Task goal – Rewrite the entries below with every "even-odd fill" changed to "nonzero winding fill" and nothing else altered.

Data listing
• • • •

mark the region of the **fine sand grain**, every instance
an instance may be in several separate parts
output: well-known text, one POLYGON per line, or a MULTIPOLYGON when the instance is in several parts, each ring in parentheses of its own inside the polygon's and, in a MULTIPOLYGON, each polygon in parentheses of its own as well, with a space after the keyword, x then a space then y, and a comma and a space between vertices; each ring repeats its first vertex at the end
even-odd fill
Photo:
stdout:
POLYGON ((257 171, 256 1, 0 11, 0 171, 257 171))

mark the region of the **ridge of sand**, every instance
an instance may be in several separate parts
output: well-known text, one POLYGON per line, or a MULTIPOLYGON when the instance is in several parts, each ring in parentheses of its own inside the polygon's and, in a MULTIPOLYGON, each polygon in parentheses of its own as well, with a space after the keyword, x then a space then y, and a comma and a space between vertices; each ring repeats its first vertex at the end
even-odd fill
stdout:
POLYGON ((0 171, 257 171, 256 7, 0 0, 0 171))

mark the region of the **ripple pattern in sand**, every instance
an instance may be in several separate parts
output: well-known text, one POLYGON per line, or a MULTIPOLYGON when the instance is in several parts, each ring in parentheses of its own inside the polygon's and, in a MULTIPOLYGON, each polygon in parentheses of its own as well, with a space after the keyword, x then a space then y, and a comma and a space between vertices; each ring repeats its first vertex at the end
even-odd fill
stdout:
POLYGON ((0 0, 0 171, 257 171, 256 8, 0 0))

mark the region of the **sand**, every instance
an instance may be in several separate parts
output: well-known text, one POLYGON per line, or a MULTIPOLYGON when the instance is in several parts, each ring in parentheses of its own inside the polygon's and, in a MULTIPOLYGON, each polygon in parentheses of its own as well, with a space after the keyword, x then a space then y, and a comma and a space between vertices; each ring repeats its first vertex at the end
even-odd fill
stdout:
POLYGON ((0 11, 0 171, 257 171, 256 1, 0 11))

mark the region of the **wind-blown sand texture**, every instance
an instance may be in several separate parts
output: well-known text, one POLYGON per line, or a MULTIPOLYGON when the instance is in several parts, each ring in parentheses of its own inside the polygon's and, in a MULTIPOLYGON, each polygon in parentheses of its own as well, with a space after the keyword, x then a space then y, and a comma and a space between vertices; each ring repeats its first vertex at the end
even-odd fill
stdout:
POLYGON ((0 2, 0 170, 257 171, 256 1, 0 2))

• • • •

Response –
mark the region of the **fine sand grain**, every instance
an instance may be in several separate parts
output: well-known text, one POLYGON per line, or a MULTIPOLYGON when the instance is in several parts, each ring in parentheses of its own inside the polygon's and, in a MULTIPOLYGON, each polygon in parentheses of its own as well, with a space after the keyword, x then a space then y, and a comma and a space between vertices; each ring repeats its first vertex at the end
nonzero winding fill
Photo:
stdout:
POLYGON ((257 171, 256 1, 0 11, 0 171, 257 171))

mark the region of the **ridge of sand**, every instance
an instance may be in several separate parts
output: well-known text, one POLYGON per line, or a MULTIPOLYGON when the instance is in several parts, each ring in parentheses of its own inside the polygon's and, in a MULTIPOLYGON, each polygon in parentheses of its own as well, with a space after the keyword, x then a space then y, and a comma and a space between vertices; each ring repeats its first vertex at the end
nonzero winding fill
stdout:
POLYGON ((0 171, 257 171, 256 7, 0 0, 0 171))

mark the region of the **ripple pattern in sand**, every instance
an instance may be in several separate parts
output: well-known text, one POLYGON per line, or a MULTIPOLYGON when the instance is in several parts, each ring in parentheses of its own inside the polygon's and, in a MULTIPOLYGON, each polygon in parentheses of its own as well, with a space after the keyword, x then a space then y, and a comma and a space between vertices; each ring repeats its first vertex at the end
nonzero winding fill
stdout:
POLYGON ((0 0, 0 171, 257 171, 256 8, 0 0))

mark the region of the **sand**, every instance
an instance may be in several separate parts
output: well-known text, one POLYGON per line, or a MULTIPOLYGON when the instance is in several parts, each ring in parentheses of its own inside the polygon's and, in a MULTIPOLYGON, each polygon in parentheses of its own as well, with a space after the keyword, x then a space then y, and a comma and a space between vertices; each ring repeats its first vertex at the end
nonzero winding fill
stdout:
POLYGON ((0 11, 0 171, 257 171, 256 1, 0 11))

mark the region of the **wind-blown sand texture**, every instance
an instance may be in several separate parts
output: well-known text, one POLYGON per line, or a MULTIPOLYGON when the instance is in several parts, each ring in parentheses of its own inside the polygon's and, in a MULTIPOLYGON, each polygon in parentheses of its own as well, with a space after the keyword, x then a space then y, and a comma and a space between vertices; each ring repeats its first vertex at the end
nonzero winding fill
stdout:
POLYGON ((0 2, 0 170, 257 171, 256 1, 0 2))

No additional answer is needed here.